DOCUMENT EXCERPT:
begin
# Hobie Mirage Sport FS



## Tres (May 8, 2010)

2006 Hobie Mirage Sport. Used probably 10 times. Garage kept 98% of the time and kept on the front porch the rest of the time (only in the yard for the pictures.) 

This was my wife/daughter's kayak and and was perfect for them. My daughter was 8 when we bought it. The seat can be moved more to the front for kids or more to the back for an adult. It is not very well suited for a grown man in either position though. I've used it once (I'm 6'3") but it wasn't comfortable. Selling for $800


----------



## Tres (May 8, 2010)

btt


----------



## oxbeast1210 (Jun 21, 2010)

Bought some rods and reels from Tres they were better then discribed and work like new. Good luck with the sale .
Great for your kids or better half to join ya on the water!


----------



## Tres (May 8, 2010)

Thanks ox. Someone will get it and their wife or kid will enjoy it. The market's just a little smaller for these than the ones we fish from. 

If I don't sell it, It won't kill me to keep it. There's some kids in the neighborhood who I'm sure wouldn't mind going fishing on it. First I've gotta learn how to catch fish myself before I take some kid out fishing and ruin it for him.


----------



## oxbeast1210 (Jun 21, 2010)

Haha yeah right I know you catch em! You thaught me the power of top water lures! Recently lost the one you gave me I'm going to go buy some Friday.


----------



## TxFlyFshrman (May 2, 2012)

Did you ever sell it? I've been looking for one, will be in town this weekend.


----------



## Tres (May 8, 2010)

TxFlyFshrman said:


> Did you ever sell it? I've been looking for one, will be in town this weekend.


It's still available. Let me know if you want to see it while you're here.

Tres


----------



## TxFlyFshrman (May 2, 2012)

OK, fly in to P'cola on Friday but will be down in FWB Saturday. Head back to Tx on Sunday. Can swing by and look at it on the way down to FWB on Friday or set up a time on Saturday, your call.


----------



## wronggear (Mar 23, 2012)

If txfly doesn't get it, i will take it. Just recently got into kayaking and now the wife see how much fun it is, wants one too. I have been on these forums for a couple of years and never posted, just soaking up all the great information everyone post on here.
end
GIVEN REQUEST A: Give back, word for word, the stretch of the records from the line containing "groom in the photo above." through the last line of the records.

Rows from a dataset:
begin
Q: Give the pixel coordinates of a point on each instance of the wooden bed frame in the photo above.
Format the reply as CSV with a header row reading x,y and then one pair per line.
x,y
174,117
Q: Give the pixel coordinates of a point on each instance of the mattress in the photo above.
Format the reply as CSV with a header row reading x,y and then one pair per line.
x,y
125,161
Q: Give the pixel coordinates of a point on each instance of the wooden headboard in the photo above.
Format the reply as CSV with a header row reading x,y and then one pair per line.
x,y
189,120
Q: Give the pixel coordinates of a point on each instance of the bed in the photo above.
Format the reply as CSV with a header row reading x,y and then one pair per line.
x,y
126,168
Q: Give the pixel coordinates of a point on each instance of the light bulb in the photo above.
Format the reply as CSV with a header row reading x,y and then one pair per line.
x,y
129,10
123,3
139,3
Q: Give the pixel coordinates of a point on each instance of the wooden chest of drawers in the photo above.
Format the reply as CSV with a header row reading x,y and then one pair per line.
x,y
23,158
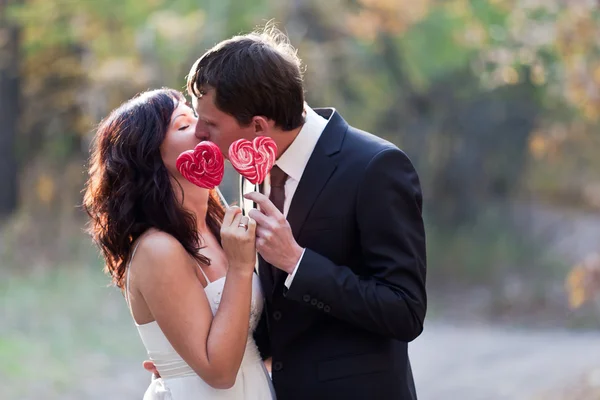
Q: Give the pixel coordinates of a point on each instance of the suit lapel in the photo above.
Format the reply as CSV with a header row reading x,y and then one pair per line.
x,y
320,167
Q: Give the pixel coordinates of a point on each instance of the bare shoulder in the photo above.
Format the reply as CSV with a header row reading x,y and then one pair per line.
x,y
158,250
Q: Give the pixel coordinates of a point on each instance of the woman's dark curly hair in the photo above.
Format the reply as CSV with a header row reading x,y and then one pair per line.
x,y
129,189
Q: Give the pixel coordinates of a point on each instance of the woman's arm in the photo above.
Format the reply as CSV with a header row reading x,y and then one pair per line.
x,y
212,347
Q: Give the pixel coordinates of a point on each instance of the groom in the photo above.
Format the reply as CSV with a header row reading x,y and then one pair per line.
x,y
340,231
end
GIVEN REQUEST B: From the kayak sale thread, write out the stretch from "Thanks ox. Someone" through "it for him.", swapping "neighborhood" for "block".

FULL SOLUTION A:
Q: Give the pixel coordinates of a point on each instance of the groom in the photo above.
Format the reply as CSV with a header row reading x,y and then one pair per line.
x,y
340,231

FULL SOLUTION B:
Thanks ox. Someone will get it and their wife or kid will enjoy it. The market's just a little smaller for these than the ones we fish from. 

If I don't sell it, It won't kill me to keep it. There's some kids in the block who I'm sure wouldn't mind going fishing on it. First I've gotta learn how to catch fish myself before I take some kid out fishing and ruin it for him.